*Dataset items*
• • •

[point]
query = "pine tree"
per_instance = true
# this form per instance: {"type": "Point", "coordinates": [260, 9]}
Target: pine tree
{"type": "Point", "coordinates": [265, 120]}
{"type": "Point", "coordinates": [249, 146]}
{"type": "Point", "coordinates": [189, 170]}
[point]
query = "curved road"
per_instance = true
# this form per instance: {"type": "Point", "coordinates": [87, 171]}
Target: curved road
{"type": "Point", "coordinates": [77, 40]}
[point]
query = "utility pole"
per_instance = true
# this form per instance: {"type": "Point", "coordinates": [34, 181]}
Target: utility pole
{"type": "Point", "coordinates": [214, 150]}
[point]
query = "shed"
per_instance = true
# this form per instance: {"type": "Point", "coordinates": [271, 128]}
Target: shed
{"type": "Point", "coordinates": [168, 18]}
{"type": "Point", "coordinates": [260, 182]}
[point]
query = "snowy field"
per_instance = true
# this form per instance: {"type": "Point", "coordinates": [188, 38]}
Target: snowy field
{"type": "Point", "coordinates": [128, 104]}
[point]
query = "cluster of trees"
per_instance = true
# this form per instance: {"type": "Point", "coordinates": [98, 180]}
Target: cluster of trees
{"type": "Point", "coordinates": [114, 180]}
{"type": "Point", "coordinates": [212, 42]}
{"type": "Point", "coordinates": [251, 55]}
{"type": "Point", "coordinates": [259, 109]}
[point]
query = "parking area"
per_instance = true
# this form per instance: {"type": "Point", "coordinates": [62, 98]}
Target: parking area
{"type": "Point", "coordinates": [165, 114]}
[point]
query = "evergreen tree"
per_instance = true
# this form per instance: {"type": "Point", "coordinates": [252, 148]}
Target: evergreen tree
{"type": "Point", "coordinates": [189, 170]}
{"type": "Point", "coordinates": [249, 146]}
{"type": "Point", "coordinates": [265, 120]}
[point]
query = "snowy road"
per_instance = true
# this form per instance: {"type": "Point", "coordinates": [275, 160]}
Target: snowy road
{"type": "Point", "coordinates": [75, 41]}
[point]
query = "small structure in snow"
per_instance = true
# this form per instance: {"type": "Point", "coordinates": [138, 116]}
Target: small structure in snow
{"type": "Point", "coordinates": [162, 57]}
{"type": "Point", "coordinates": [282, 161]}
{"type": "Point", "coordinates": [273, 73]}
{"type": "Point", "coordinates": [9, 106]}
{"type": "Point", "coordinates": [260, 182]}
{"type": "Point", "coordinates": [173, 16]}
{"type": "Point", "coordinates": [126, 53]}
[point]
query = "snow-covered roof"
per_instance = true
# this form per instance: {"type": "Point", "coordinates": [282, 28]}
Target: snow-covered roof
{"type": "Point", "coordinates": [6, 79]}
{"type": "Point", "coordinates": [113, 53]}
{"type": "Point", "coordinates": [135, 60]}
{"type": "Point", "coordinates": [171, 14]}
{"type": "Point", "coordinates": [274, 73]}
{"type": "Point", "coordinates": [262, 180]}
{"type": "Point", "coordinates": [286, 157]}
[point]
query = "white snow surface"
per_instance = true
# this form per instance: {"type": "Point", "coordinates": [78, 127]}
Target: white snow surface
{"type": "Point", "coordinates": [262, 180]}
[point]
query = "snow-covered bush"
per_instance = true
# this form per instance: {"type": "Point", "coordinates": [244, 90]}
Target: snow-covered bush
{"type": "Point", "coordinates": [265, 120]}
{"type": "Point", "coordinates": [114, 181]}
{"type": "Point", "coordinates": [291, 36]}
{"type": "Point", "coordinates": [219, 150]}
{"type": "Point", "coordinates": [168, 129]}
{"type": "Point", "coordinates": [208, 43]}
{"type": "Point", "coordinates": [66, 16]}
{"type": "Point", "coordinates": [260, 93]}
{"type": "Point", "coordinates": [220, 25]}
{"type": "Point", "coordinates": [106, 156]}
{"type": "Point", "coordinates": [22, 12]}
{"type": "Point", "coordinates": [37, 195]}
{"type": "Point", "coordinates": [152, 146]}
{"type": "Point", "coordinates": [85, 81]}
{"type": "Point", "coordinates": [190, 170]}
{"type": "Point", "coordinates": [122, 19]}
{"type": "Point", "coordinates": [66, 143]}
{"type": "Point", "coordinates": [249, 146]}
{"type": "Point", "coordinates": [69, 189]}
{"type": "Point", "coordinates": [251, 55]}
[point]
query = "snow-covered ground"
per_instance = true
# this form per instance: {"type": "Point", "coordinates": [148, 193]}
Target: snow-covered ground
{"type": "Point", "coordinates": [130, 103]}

• • •

*Instructions for the task*
Return all of the entries exactly as written.

*Your response*
[point]
query = "pine tree"
per_instance = true
# this form per instance: {"type": "Point", "coordinates": [260, 9]}
Target: pine tree
{"type": "Point", "coordinates": [265, 120]}
{"type": "Point", "coordinates": [249, 146]}
{"type": "Point", "coordinates": [189, 170]}
[point]
query = "curved road"
per_instance = true
# this form per instance: {"type": "Point", "coordinates": [87, 171]}
Target: curved road
{"type": "Point", "coordinates": [77, 40]}
[point]
query = "utility pole"
per_instance = true
# this form per instance: {"type": "Point", "coordinates": [34, 181]}
Target: utility pole
{"type": "Point", "coordinates": [214, 150]}
[point]
query = "shed"
per_instance = true
# this form per instance: {"type": "Point", "coordinates": [271, 128]}
Target: shed
{"type": "Point", "coordinates": [168, 18]}
{"type": "Point", "coordinates": [260, 182]}
[point]
query = "snowy field"
per_instance = true
# this form per instance: {"type": "Point", "coordinates": [188, 38]}
Target: snowy field
{"type": "Point", "coordinates": [128, 104]}
[point]
query = "cluster of trees"
per_instance = true
# this form per instance: {"type": "Point", "coordinates": [98, 180]}
Target: cluster of trees
{"type": "Point", "coordinates": [114, 180]}
{"type": "Point", "coordinates": [212, 42]}
{"type": "Point", "coordinates": [251, 55]}
{"type": "Point", "coordinates": [259, 109]}
[point]
query = "parking area"
per_instance = true
# this form per instance: {"type": "Point", "coordinates": [62, 98]}
Target: parking area
{"type": "Point", "coordinates": [165, 114]}
[point]
query = "evergreen tree"
per_instance = true
# this form per instance: {"type": "Point", "coordinates": [252, 148]}
Target: evergreen tree
{"type": "Point", "coordinates": [189, 170]}
{"type": "Point", "coordinates": [249, 146]}
{"type": "Point", "coordinates": [265, 120]}
[point]
query = "snowy road"
per_instance = true
# this form per instance: {"type": "Point", "coordinates": [275, 160]}
Target: snowy road
{"type": "Point", "coordinates": [75, 41]}
[point]
query = "small structure in snow"
per_instance = true
# this form per instance: {"type": "Point", "coordinates": [138, 116]}
Target: small structure in snow
{"type": "Point", "coordinates": [162, 57]}
{"type": "Point", "coordinates": [282, 161]}
{"type": "Point", "coordinates": [273, 73]}
{"type": "Point", "coordinates": [9, 106]}
{"type": "Point", "coordinates": [260, 182]}
{"type": "Point", "coordinates": [173, 16]}
{"type": "Point", "coordinates": [126, 53]}
[point]
query = "snow-covered roof"
per_instance = true
# this form per instance: {"type": "Point", "coordinates": [282, 28]}
Target: snow-covered roof
{"type": "Point", "coordinates": [6, 79]}
{"type": "Point", "coordinates": [113, 53]}
{"type": "Point", "coordinates": [135, 60]}
{"type": "Point", "coordinates": [171, 14]}
{"type": "Point", "coordinates": [274, 73]}
{"type": "Point", "coordinates": [262, 180]}
{"type": "Point", "coordinates": [286, 157]}
[point]
query = "white snow surface"
per_instance = true
# this form per instance: {"type": "Point", "coordinates": [78, 127]}
Target: white snow surface
{"type": "Point", "coordinates": [262, 180]}
[point]
query = "snow-covered bush"
per_instance = true
# this form per instance: {"type": "Point", "coordinates": [244, 90]}
Target: snow-covered bush
{"type": "Point", "coordinates": [265, 120]}
{"type": "Point", "coordinates": [114, 181]}
{"type": "Point", "coordinates": [291, 36]}
{"type": "Point", "coordinates": [219, 150]}
{"type": "Point", "coordinates": [168, 129]}
{"type": "Point", "coordinates": [208, 43]}
{"type": "Point", "coordinates": [66, 16]}
{"type": "Point", "coordinates": [260, 93]}
{"type": "Point", "coordinates": [220, 25]}
{"type": "Point", "coordinates": [106, 156]}
{"type": "Point", "coordinates": [22, 12]}
{"type": "Point", "coordinates": [37, 195]}
{"type": "Point", "coordinates": [152, 146]}
{"type": "Point", "coordinates": [85, 81]}
{"type": "Point", "coordinates": [190, 170]}
{"type": "Point", "coordinates": [122, 19]}
{"type": "Point", "coordinates": [66, 143]}
{"type": "Point", "coordinates": [249, 146]}
{"type": "Point", "coordinates": [69, 189]}
{"type": "Point", "coordinates": [251, 55]}
[point]
query = "snow-covered ground"
per_instance = true
# this form per instance: {"type": "Point", "coordinates": [148, 193]}
Target: snow-covered ground
{"type": "Point", "coordinates": [130, 103]}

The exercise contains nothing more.